-- Exercise requirements --
Filter the records below, copying each line that contains the word "lantern".

-- Record excerpts --
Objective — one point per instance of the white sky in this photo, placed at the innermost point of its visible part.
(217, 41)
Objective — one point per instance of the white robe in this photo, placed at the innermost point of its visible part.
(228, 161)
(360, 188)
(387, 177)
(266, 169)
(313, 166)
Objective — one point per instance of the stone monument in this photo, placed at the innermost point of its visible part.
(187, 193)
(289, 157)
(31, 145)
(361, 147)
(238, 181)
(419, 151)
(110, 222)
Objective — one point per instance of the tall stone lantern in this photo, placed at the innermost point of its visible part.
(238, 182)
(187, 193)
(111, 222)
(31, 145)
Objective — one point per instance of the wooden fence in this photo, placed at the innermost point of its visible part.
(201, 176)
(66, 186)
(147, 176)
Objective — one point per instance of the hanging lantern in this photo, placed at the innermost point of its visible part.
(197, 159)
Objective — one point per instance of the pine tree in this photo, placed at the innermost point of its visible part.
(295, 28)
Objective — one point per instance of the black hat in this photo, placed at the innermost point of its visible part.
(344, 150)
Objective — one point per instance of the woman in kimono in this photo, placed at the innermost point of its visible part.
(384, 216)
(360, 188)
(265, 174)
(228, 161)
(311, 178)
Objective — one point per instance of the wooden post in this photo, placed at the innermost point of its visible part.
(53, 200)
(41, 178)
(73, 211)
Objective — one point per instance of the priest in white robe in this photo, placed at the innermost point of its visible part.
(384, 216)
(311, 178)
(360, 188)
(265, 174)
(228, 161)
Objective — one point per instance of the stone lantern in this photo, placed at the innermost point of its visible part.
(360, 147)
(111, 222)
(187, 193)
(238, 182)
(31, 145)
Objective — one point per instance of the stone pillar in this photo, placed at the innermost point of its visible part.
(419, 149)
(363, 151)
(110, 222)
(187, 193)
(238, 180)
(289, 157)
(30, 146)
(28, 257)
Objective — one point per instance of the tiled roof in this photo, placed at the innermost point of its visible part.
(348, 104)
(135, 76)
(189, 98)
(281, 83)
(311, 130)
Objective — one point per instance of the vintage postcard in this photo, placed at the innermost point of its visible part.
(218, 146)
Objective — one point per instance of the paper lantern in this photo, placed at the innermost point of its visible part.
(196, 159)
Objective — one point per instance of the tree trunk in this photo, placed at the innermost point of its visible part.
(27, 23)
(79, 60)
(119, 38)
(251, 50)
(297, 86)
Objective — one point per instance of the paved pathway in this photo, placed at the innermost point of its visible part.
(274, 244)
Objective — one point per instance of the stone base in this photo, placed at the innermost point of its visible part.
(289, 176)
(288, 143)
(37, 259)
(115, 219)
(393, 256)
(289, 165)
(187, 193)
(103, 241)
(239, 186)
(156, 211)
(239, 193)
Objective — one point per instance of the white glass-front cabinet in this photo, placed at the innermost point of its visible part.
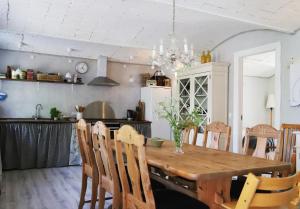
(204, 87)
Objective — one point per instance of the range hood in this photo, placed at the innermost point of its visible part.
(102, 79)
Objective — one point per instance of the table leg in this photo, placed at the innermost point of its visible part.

--

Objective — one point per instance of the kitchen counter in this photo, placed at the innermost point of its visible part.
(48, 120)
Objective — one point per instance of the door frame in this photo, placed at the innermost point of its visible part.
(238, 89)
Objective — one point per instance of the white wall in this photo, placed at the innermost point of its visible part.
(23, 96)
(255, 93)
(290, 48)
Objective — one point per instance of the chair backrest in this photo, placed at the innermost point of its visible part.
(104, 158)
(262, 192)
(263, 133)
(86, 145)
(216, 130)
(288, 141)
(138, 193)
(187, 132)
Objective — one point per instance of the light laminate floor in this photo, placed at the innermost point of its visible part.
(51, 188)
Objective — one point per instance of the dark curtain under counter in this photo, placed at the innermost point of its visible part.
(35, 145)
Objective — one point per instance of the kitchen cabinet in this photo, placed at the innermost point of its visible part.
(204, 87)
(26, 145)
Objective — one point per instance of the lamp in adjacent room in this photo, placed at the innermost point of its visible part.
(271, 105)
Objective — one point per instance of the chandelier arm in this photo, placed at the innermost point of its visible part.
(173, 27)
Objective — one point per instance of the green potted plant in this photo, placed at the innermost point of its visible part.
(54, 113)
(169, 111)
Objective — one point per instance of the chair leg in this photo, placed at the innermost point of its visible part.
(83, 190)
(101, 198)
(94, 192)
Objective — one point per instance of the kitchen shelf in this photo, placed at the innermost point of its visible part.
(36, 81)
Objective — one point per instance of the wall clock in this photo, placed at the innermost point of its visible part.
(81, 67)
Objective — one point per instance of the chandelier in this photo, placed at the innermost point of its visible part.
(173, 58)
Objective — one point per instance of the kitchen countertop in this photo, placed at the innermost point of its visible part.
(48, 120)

-- Full answer --
Objective — one point per instance of the tall stone lantern in this photo, placed at the innermost point of its visible part.
Objective — one point per instance of the hanging lantern in this photo, placed at the innermost point of its visible part.
Objective — one point per instance of the stone lantern in this photo, placed at the innermost point of its visible part.
Objective — one point per instance of the paper lantern in this photo, placed at the innermost point of its visible part.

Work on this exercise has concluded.